Dataset entries
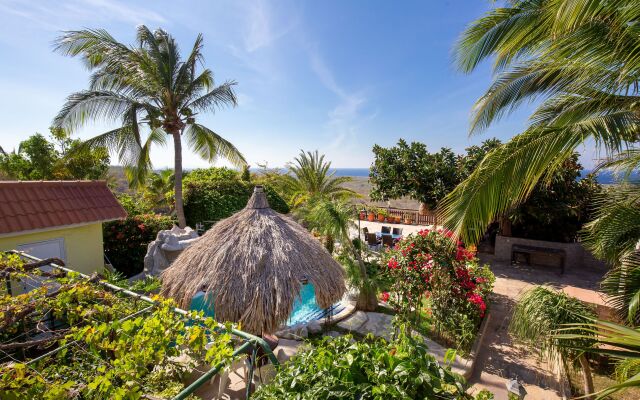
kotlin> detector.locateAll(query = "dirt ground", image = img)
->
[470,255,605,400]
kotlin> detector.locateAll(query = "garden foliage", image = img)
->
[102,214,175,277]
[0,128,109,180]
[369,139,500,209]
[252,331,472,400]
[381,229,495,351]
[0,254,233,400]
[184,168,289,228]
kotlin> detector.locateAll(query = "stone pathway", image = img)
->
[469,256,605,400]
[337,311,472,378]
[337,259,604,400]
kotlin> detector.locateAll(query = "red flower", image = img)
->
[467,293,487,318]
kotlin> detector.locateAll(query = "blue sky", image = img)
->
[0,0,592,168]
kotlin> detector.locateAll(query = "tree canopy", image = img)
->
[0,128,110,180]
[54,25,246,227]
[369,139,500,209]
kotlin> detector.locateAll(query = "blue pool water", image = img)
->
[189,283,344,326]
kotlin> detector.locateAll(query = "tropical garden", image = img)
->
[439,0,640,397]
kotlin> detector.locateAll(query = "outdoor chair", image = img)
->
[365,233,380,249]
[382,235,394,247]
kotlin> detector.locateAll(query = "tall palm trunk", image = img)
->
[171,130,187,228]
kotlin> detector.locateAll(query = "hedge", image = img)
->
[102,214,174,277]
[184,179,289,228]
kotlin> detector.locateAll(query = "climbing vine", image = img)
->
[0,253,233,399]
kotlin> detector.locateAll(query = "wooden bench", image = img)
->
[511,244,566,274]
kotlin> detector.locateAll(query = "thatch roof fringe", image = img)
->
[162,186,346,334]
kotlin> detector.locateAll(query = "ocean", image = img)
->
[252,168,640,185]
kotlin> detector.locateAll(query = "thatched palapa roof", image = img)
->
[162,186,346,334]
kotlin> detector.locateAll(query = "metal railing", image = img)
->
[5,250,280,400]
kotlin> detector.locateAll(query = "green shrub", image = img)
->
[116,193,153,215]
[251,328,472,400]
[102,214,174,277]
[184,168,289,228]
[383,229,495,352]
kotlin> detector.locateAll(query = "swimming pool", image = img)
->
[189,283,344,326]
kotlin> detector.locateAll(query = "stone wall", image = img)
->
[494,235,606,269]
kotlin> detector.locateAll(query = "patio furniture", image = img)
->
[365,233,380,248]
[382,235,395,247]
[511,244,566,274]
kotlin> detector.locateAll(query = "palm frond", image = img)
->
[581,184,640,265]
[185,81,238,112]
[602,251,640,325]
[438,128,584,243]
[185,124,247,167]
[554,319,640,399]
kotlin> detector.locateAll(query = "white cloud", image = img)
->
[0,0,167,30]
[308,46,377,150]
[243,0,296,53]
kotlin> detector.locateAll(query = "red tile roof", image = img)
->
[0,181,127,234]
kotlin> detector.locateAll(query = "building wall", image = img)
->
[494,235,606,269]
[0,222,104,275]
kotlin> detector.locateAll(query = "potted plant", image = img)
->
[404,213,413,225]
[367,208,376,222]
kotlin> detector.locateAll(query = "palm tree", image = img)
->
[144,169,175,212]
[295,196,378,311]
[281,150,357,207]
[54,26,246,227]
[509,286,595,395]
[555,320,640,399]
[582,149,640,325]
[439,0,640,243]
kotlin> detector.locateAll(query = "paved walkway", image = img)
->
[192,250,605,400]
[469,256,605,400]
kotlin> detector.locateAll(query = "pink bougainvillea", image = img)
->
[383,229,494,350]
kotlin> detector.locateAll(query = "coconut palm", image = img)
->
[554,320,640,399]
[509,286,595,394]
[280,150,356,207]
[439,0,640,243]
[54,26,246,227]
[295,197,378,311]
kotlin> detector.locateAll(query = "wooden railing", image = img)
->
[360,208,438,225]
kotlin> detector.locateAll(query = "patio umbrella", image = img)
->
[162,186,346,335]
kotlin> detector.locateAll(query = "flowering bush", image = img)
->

### What this task involves
From the records given above, reproduce all text exactly and exclude each picture.

### Answer for the task
kotlin> detector.locateAll(query = "dirt ground", image = img)
->
[470,255,605,400]
kotlin> detector.locateAll(query = "garden foliage", image = img)
->
[102,214,175,277]
[0,128,109,180]
[369,139,500,209]
[252,331,472,400]
[381,229,495,351]
[0,254,233,400]
[184,168,289,228]
kotlin> detector.locateAll(query = "stone pathway", image = img)
->
[469,256,605,400]
[337,311,472,378]
[337,259,604,400]
kotlin> detector.locateAll(query = "red flower", image = img)
->
[467,293,487,318]
kotlin> detector.locateAll(query = "blue sky", image = img)
->
[0,0,592,168]
kotlin> detector.locateAll(query = "tree canopy", image = img)
->
[0,128,110,180]
[54,25,246,227]
[369,139,500,209]
kotlin> detector.locateAll(query = "blue pool water", image = img)
->
[189,283,344,326]
kotlin> detector.locateAll(query = "tropical garden", image = img)
->
[439,0,640,397]
kotlin> detector.locateAll(query = "outdoor chair", image = img)
->
[365,233,380,249]
[382,235,394,247]
kotlin> detector.locateAll(query = "tall palm trunk", image = img)
->
[171,130,187,228]
kotlin> detector.locateAll(query = "hedge", image = img)
->
[102,214,174,277]
[184,179,289,228]
kotlin> detector.locateAll(query = "climbing vine", image = img)
->
[0,253,233,399]
kotlin> detector.locateAll(query = "wooden bench", image = img)
->
[511,244,566,274]
kotlin> detector.locateAll(query = "thatch roof fringe", image = img)
->
[162,186,346,334]
kotlin> detector.locateAll(query = "ocean", image = img)
->
[252,168,640,185]
kotlin> detector.locateAll(query = "thatched palapa roof", image = img)
->
[162,186,346,334]
kotlin> detector.locateAll(query = "metal railing", image = img)
->
[5,250,280,400]
kotlin> detector.locateAll(query = "green shrub", image = img)
->
[116,193,153,215]
[251,328,472,400]
[102,214,174,277]
[184,168,289,228]
[383,229,495,352]
kotlin> detector.locateAll(query = "swimming pool", image = img)
->
[189,283,344,326]
kotlin> detector.locateAll(query = "stone wall", image = img)
->
[494,235,606,269]
kotlin> detector.locateAll(query = "patio furniture", image = img)
->
[365,233,380,248]
[382,235,395,247]
[511,244,566,274]
kotlin> detector.locateAll(query = "palm frond", image = img)
->
[581,184,640,265]
[185,81,238,112]
[602,251,640,325]
[438,128,584,243]
[185,124,247,167]
[554,319,640,399]
kotlin> detector.locateAll(query = "white cloud", image = img)
->
[0,0,167,30]
[308,46,377,150]
[243,0,296,53]
kotlin> detector.locateAll(query = "red tile roof", image = img)
->
[0,181,127,234]
kotlin> detector.locateAll(query = "building wall", image = img)
->
[494,235,606,269]
[0,222,104,275]
kotlin> detector.locateAll(query = "potted plant", image = img)
->
[404,213,413,225]
[367,208,376,222]
kotlin> detector.locateAll(query = "palm tree", image = img)
->
[144,169,175,212]
[295,196,378,311]
[281,150,357,207]
[54,26,246,227]
[509,286,595,395]
[555,320,640,399]
[582,149,640,325]
[439,0,640,243]
kotlin> detector.locateAll(query = "paved walkway", image = img)
->
[192,250,605,400]
[469,256,605,400]
kotlin> detector.locateAll(query = "pink bougainvillea", image = img)
->
[383,229,494,350]
kotlin> detector.locateAll(query = "coconut palm", image = img)
->
[554,320,640,399]
[509,286,595,394]
[280,150,356,207]
[439,0,640,243]
[54,26,246,227]
[295,197,378,311]
kotlin> detector.locateAll(query = "wooden railing", image = img)
->
[360,208,438,225]
kotlin> detector.locateAll(query = "patio umbrella", image = img)
->
[162,186,346,335]
kotlin> detector.locateAll(query = "flowering bush", image = img)
->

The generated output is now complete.